▸ Do this: Echo the part of the records below that begins with the line containing "Task: point out the white hat, placing" and ends with the line containing "[[230, 33], [85, 15]]", both lines included, character for character.

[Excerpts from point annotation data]
◆ ◆ ◆
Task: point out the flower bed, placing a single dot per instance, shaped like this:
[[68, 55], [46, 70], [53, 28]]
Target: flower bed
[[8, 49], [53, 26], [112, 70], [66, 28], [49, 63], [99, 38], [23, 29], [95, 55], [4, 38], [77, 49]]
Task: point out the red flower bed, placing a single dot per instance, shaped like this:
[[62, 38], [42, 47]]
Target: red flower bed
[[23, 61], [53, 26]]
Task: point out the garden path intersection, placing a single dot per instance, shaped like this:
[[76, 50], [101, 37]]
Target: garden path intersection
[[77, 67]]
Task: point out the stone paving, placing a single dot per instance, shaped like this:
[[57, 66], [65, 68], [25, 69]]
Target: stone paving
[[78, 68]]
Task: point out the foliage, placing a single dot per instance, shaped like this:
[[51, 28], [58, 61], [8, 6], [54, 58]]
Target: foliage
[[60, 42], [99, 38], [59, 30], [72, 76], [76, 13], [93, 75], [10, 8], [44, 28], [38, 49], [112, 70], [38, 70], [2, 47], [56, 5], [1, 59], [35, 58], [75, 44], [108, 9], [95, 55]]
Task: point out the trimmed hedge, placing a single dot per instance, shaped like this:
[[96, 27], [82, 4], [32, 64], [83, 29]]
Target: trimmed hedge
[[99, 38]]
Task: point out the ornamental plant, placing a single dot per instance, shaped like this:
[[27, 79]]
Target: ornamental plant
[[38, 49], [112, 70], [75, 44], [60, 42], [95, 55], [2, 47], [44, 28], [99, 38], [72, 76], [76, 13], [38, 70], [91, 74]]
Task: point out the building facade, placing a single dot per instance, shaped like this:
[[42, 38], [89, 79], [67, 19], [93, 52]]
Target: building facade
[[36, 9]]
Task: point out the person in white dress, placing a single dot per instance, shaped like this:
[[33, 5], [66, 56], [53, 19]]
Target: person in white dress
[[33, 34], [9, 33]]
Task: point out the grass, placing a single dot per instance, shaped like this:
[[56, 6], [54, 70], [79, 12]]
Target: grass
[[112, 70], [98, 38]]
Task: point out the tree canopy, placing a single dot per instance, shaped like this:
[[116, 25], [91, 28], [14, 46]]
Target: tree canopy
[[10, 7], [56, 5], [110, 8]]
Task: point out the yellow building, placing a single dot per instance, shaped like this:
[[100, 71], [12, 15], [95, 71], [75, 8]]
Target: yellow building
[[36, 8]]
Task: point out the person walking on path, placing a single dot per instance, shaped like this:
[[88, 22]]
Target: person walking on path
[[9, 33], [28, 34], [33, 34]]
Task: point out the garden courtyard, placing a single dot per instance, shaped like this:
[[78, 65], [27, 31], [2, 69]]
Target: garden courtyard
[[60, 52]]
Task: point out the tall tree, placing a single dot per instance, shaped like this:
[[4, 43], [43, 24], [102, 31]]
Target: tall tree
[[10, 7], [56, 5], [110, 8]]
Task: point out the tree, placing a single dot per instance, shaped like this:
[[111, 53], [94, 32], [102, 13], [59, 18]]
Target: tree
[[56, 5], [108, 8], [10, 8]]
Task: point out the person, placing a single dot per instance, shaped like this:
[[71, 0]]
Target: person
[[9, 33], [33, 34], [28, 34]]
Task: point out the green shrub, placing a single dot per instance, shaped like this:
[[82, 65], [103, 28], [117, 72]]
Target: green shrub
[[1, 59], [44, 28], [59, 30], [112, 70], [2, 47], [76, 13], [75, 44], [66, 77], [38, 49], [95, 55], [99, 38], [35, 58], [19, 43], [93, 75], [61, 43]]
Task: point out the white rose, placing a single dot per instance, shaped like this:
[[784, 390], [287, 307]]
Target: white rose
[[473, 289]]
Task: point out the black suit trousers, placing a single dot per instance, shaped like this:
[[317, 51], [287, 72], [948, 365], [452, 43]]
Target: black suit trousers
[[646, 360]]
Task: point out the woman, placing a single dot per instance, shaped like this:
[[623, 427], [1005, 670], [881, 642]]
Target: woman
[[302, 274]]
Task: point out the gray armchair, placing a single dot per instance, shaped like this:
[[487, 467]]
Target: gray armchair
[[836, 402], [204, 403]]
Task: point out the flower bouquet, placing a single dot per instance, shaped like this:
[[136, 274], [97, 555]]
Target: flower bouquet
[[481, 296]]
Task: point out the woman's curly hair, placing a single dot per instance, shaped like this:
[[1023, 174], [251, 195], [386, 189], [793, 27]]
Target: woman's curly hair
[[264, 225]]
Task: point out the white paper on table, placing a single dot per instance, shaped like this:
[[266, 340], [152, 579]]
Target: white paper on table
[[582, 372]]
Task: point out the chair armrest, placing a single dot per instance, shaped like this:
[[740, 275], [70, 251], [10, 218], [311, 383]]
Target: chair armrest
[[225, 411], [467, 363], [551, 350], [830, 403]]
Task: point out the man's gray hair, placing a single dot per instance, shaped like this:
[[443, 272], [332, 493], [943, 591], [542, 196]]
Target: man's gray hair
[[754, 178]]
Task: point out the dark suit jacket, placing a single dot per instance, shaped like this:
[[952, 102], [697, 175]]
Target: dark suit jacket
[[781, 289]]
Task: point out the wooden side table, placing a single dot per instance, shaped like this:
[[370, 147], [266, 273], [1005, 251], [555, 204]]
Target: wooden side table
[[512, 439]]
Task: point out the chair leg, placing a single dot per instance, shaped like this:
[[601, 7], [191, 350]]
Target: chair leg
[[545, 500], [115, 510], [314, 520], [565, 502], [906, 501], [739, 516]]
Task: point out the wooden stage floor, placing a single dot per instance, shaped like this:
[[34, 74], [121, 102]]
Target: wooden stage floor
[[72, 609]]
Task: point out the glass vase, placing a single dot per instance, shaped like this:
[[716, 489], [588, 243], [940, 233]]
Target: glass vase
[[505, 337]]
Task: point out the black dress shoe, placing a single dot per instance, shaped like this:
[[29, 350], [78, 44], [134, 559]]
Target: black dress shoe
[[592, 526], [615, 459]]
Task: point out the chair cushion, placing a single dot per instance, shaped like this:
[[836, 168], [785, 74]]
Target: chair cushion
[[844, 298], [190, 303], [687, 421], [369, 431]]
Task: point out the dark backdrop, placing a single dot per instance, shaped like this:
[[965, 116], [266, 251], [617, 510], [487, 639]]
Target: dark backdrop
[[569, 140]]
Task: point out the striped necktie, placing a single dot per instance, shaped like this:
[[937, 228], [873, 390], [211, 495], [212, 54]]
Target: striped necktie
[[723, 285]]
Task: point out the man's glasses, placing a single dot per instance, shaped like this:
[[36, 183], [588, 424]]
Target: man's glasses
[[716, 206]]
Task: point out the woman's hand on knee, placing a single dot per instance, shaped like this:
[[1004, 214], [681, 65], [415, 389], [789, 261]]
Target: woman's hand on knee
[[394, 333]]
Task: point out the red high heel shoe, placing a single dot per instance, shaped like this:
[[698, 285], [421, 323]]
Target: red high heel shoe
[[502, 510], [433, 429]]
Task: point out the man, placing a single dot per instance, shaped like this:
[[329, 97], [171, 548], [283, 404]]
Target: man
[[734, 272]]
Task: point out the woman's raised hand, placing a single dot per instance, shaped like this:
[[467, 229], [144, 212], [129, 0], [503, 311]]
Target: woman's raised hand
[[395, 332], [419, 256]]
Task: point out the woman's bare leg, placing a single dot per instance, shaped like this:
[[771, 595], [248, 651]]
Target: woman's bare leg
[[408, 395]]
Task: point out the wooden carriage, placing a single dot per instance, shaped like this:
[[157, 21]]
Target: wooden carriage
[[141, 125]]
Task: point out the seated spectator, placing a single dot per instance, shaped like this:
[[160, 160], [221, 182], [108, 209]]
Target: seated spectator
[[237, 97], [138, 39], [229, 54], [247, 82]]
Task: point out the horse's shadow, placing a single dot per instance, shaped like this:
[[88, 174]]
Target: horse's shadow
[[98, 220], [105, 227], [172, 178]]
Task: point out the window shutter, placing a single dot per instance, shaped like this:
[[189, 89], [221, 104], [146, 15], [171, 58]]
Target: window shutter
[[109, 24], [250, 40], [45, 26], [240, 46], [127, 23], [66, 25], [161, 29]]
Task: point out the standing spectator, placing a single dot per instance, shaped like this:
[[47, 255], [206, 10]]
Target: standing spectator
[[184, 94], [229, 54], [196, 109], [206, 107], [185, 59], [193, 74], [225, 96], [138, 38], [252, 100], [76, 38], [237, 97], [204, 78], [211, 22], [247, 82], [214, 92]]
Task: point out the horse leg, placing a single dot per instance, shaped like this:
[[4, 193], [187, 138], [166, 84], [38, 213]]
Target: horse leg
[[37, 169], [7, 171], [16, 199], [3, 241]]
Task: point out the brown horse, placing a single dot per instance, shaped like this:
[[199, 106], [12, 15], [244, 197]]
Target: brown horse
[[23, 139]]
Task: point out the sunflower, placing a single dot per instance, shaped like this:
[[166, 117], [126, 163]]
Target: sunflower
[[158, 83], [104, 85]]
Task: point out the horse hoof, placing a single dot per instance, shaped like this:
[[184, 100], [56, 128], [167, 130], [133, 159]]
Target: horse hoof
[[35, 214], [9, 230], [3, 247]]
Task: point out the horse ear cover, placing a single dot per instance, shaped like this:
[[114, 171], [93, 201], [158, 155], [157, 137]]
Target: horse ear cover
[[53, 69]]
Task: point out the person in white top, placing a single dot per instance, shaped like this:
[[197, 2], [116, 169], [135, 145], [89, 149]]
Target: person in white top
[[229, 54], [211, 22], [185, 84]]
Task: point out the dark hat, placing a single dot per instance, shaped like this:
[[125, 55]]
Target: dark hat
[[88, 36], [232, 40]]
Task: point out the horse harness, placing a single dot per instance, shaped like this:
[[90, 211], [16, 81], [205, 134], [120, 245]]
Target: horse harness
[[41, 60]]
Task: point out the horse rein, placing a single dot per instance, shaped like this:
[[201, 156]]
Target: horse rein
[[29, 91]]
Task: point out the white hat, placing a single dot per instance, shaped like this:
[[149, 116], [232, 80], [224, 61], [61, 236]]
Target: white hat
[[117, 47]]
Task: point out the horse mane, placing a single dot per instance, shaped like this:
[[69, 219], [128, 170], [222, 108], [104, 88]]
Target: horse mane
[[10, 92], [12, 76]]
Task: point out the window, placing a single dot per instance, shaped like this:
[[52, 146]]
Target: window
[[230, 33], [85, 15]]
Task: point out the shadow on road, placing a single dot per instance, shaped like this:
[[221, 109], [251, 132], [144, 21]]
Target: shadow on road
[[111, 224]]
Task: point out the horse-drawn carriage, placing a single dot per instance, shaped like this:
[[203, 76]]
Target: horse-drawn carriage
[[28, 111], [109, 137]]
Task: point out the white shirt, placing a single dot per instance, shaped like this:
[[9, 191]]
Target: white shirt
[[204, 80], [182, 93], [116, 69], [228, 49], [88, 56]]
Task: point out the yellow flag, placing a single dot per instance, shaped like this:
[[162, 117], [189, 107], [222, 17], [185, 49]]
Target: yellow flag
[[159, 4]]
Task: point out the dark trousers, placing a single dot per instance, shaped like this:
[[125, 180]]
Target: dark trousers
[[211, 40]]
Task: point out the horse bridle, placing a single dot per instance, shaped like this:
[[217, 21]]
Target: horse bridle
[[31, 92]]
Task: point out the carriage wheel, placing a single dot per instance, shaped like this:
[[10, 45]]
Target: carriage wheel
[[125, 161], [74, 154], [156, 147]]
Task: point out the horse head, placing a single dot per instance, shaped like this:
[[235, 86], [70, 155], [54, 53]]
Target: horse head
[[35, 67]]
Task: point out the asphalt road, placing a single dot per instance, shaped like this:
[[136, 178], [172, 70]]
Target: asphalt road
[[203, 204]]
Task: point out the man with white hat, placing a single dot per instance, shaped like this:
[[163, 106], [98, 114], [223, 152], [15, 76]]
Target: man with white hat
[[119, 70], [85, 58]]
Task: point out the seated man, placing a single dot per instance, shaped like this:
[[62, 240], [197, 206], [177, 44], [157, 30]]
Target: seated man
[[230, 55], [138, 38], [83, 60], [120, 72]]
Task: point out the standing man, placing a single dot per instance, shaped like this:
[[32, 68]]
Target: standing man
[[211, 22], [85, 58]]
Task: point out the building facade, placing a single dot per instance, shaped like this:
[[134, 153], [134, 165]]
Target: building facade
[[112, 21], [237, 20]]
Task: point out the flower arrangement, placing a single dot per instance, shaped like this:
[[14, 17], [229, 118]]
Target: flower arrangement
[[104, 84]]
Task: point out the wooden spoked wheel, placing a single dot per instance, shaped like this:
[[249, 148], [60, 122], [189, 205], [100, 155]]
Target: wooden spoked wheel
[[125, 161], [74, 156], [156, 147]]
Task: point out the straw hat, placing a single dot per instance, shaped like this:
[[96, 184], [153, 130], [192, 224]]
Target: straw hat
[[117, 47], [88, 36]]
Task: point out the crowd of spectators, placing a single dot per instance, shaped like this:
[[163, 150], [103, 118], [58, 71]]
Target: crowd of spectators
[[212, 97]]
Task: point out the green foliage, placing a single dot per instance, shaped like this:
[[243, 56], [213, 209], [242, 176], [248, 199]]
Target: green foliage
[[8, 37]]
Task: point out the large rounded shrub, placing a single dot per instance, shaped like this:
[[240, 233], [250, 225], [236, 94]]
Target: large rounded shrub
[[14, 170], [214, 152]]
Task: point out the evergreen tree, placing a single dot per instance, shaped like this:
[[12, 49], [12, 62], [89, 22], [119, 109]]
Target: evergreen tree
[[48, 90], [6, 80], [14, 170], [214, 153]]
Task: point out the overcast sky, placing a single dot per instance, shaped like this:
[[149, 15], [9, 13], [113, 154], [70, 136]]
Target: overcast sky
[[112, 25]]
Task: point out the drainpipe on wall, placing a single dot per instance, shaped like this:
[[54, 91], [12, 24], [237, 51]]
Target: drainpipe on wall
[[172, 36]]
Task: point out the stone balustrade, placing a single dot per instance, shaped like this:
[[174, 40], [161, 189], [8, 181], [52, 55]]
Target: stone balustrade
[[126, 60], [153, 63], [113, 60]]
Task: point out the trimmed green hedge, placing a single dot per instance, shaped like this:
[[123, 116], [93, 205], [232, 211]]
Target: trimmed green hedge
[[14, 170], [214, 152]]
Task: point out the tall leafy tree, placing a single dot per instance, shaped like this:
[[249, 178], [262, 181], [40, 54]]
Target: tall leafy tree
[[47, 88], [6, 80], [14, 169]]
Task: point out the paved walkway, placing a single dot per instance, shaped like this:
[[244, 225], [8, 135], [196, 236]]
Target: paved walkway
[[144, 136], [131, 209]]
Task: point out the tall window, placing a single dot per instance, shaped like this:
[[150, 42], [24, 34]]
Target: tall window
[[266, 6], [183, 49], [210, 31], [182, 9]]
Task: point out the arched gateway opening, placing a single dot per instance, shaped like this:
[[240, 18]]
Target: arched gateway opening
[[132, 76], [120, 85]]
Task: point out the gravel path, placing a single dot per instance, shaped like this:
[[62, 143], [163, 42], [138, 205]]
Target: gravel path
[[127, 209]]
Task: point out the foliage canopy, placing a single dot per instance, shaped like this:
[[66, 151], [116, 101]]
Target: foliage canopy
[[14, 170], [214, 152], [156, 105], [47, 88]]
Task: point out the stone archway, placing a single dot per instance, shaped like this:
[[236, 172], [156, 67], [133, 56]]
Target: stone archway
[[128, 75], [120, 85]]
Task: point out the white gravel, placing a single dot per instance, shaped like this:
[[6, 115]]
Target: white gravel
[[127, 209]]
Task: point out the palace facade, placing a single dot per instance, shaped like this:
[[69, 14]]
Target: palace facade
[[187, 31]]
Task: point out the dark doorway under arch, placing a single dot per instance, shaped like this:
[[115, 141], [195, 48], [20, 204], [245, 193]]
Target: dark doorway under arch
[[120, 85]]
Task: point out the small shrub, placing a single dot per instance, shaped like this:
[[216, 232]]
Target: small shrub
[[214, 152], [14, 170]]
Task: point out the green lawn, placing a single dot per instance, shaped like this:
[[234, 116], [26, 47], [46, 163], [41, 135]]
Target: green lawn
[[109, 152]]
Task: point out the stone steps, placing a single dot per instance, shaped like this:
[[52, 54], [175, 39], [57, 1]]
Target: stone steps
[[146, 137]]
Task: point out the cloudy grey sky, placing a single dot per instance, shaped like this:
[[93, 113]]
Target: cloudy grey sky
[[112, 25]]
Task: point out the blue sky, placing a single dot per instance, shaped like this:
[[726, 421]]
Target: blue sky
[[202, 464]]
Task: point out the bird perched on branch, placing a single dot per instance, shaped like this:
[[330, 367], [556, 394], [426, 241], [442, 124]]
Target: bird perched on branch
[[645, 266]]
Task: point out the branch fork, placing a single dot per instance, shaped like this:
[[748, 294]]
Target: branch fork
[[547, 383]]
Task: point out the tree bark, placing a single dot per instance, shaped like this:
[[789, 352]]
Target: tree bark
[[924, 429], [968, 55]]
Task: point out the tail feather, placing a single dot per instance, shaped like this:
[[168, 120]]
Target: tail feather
◆ ◆ ◆
▸ Exercise answer:
Task: point out the white hat, placing a single dot per instance, shaped like this:
[[149, 116], [232, 80], [224, 61], [61, 236]]
Target: white hat
[[117, 47]]
Task: point out the horse mane, placing a single dot per instance, shaped like this:
[[69, 219], [128, 170], [222, 108], [104, 88]]
Target: horse mane
[[10, 92], [12, 76]]
Task: point out the window, placing a single dot per instance, shaped like this:
[[52, 146]]
Target: window
[[230, 33], [85, 15]]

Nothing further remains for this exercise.